BEGIN Dataset excerpts

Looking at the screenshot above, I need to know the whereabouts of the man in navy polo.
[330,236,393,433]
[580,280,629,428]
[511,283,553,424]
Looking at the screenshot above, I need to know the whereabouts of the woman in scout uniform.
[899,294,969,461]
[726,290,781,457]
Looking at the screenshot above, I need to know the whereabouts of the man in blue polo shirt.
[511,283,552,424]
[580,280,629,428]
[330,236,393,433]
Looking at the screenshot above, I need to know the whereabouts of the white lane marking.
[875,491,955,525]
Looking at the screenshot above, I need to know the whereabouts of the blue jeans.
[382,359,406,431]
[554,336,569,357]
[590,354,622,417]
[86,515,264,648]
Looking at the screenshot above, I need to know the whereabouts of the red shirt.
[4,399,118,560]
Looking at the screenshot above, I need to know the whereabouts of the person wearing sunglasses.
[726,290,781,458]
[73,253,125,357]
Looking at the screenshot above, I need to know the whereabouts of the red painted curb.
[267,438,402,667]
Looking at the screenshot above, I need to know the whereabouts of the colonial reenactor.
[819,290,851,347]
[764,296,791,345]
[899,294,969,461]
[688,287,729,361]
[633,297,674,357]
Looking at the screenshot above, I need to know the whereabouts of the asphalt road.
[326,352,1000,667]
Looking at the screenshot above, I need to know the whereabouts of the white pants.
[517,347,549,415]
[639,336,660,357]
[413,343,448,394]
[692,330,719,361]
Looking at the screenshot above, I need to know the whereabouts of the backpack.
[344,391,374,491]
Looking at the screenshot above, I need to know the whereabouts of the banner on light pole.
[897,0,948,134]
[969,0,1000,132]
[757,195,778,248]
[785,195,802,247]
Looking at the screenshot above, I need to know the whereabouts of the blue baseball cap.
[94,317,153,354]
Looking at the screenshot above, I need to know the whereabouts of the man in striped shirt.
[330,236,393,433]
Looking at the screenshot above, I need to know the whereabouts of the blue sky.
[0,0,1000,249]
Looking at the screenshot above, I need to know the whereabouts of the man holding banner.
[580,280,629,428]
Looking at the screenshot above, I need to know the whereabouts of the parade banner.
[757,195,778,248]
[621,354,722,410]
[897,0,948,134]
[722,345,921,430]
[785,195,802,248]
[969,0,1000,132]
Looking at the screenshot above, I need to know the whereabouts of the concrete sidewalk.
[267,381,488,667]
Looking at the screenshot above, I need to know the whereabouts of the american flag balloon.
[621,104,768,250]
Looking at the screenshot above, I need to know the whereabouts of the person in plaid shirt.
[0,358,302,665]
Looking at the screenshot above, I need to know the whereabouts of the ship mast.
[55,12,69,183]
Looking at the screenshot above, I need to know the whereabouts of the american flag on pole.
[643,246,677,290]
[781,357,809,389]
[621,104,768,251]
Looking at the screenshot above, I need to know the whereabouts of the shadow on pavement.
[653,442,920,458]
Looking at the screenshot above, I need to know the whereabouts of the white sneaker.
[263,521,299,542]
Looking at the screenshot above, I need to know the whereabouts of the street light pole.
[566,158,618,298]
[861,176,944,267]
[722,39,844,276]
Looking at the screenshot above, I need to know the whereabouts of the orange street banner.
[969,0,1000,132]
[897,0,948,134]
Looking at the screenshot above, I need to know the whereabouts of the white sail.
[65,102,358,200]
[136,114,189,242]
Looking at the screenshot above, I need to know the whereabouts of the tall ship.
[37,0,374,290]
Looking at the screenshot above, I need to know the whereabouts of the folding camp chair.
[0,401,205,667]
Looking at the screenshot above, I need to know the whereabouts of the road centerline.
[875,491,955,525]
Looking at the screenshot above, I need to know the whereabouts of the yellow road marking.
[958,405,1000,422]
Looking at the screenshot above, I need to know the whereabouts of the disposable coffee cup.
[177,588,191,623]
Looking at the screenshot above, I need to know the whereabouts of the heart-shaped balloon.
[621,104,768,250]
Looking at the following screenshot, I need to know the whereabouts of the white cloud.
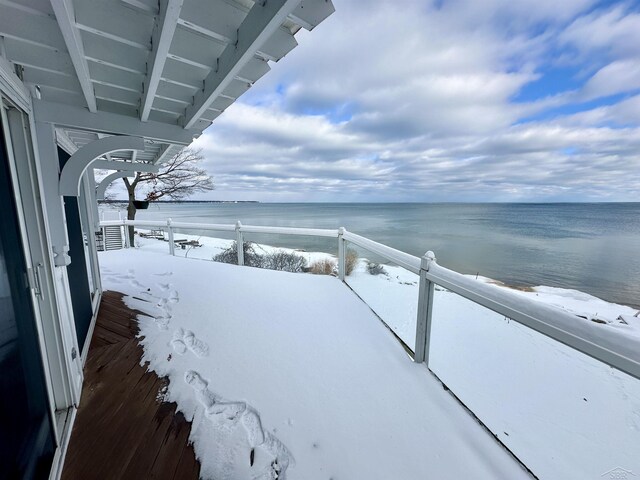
[188,0,640,201]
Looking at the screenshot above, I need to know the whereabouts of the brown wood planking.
[62,292,200,480]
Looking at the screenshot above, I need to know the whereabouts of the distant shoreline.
[98,200,260,204]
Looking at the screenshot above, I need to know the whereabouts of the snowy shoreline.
[100,234,640,480]
[135,229,640,348]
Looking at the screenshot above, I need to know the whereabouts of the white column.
[413,251,436,367]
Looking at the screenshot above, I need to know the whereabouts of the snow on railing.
[100,219,640,379]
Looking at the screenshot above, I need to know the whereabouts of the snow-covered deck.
[100,250,529,480]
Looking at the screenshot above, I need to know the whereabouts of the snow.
[100,249,529,480]
[100,235,640,479]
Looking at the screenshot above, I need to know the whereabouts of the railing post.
[338,227,345,282]
[167,218,176,256]
[413,251,436,367]
[118,223,131,248]
[236,220,244,265]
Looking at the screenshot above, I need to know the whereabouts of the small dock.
[62,291,200,480]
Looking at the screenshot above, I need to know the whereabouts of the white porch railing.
[100,219,640,379]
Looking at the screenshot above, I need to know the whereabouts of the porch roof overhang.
[0,0,334,164]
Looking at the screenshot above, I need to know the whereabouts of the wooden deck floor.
[62,292,200,480]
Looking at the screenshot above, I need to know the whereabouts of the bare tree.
[122,148,214,245]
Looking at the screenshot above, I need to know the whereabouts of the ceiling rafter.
[184,0,300,128]
[51,0,98,113]
[140,0,183,122]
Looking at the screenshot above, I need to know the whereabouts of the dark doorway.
[0,109,55,479]
[58,148,93,351]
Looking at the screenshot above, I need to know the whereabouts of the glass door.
[0,104,55,479]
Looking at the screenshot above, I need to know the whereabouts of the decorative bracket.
[58,135,144,197]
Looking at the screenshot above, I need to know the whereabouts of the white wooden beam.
[140,0,183,122]
[91,160,160,173]
[51,0,98,112]
[58,135,144,197]
[289,0,336,30]
[153,145,172,165]
[184,0,300,128]
[33,99,202,145]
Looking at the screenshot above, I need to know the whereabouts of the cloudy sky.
[195,0,640,202]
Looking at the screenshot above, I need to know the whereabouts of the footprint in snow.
[171,328,186,354]
[181,372,295,480]
[171,328,209,358]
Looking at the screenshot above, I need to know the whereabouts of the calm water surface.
[115,203,640,308]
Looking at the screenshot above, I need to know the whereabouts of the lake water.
[103,203,640,313]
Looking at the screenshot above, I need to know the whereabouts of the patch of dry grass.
[309,258,337,275]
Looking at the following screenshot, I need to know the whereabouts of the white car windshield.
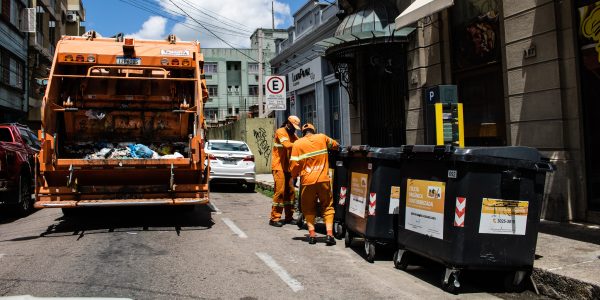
[208,142,248,151]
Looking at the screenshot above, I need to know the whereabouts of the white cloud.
[126,16,167,40]
[155,0,292,48]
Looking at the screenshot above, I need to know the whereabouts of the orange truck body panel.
[35,36,209,208]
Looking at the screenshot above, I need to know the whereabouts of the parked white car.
[204,140,256,191]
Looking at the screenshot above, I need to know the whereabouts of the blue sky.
[83,0,307,47]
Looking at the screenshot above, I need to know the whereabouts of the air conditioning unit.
[67,11,79,23]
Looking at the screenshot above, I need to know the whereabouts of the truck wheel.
[365,239,375,263]
[344,228,354,248]
[394,249,409,271]
[333,221,346,240]
[504,271,531,293]
[15,176,33,217]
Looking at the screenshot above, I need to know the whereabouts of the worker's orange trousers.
[300,181,335,230]
[271,170,296,222]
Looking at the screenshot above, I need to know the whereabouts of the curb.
[531,267,600,299]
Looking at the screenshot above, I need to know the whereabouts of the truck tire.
[14,175,33,217]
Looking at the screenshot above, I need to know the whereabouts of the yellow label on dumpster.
[479,198,529,235]
[348,172,369,218]
[388,186,400,215]
[405,179,446,239]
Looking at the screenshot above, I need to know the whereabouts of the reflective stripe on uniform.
[290,149,327,161]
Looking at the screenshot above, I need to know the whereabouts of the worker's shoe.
[285,219,298,225]
[325,235,335,246]
[269,220,283,227]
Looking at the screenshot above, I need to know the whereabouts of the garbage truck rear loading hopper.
[35,34,209,208]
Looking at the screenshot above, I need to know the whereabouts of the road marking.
[223,218,248,239]
[256,252,304,292]
[208,202,223,215]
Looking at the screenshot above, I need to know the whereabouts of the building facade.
[28,0,85,128]
[202,29,287,126]
[0,0,29,123]
[271,1,351,145]
[390,0,600,223]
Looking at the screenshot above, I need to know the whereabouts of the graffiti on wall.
[254,128,271,166]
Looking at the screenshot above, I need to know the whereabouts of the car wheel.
[15,176,33,217]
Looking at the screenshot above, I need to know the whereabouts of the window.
[248,63,258,74]
[204,63,219,74]
[10,0,23,28]
[248,85,258,96]
[0,49,25,89]
[207,85,219,97]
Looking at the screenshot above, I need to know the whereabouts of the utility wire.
[120,0,253,37]
[169,0,262,63]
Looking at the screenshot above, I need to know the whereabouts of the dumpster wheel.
[442,268,460,295]
[394,249,410,271]
[344,229,354,248]
[504,270,531,293]
[365,239,375,263]
[333,221,346,240]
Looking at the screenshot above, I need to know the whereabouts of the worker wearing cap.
[290,123,339,245]
[269,116,300,227]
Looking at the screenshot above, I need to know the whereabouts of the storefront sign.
[288,57,322,91]
[348,172,369,218]
[479,198,529,235]
[405,179,446,239]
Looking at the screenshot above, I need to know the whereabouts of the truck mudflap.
[34,195,209,208]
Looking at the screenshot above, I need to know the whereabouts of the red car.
[0,123,41,216]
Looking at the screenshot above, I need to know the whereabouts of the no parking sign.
[265,76,286,110]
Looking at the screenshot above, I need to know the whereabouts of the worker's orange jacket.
[290,133,339,185]
[271,127,298,172]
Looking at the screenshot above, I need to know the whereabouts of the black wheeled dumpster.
[345,148,402,262]
[329,149,350,239]
[394,146,553,293]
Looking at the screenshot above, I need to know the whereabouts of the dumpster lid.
[367,147,402,159]
[454,146,542,162]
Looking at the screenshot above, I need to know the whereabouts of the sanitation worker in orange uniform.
[290,123,339,246]
[269,116,300,227]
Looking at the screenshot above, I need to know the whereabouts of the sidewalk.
[256,174,600,299]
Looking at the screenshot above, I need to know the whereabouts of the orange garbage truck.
[34,32,209,214]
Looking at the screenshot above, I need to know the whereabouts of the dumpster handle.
[535,162,556,172]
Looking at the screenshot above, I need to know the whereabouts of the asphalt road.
[0,186,536,299]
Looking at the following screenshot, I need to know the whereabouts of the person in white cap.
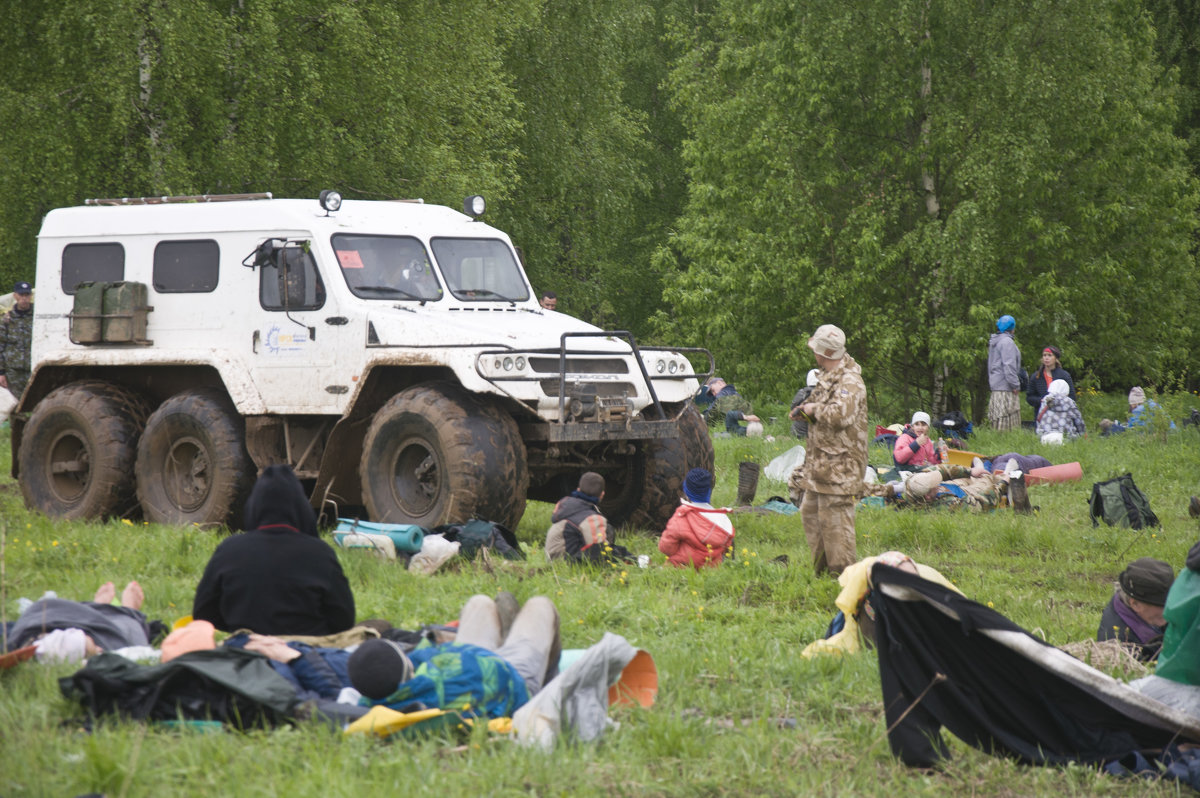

END Dataset excerpts

_Set task_
Rewrite the listing lines from the one containing "the concrete sidewalk." through the one containing "[0,358,302,665]", replacing "plaid shirt" with "checkered shirt" and changing nothing else.

_Exercise answer_
Looking at the screenshot above, I need to know the whereabouts of the concrete sidewalk.
[267,381,488,667]
Looking at the screenshot above, I need to know the whereabouts of the american flag balloon.
[621,104,768,250]
Looking at the screenshot above, I need to know the whereabouts of the person in checkered shirt.
[0,358,302,665]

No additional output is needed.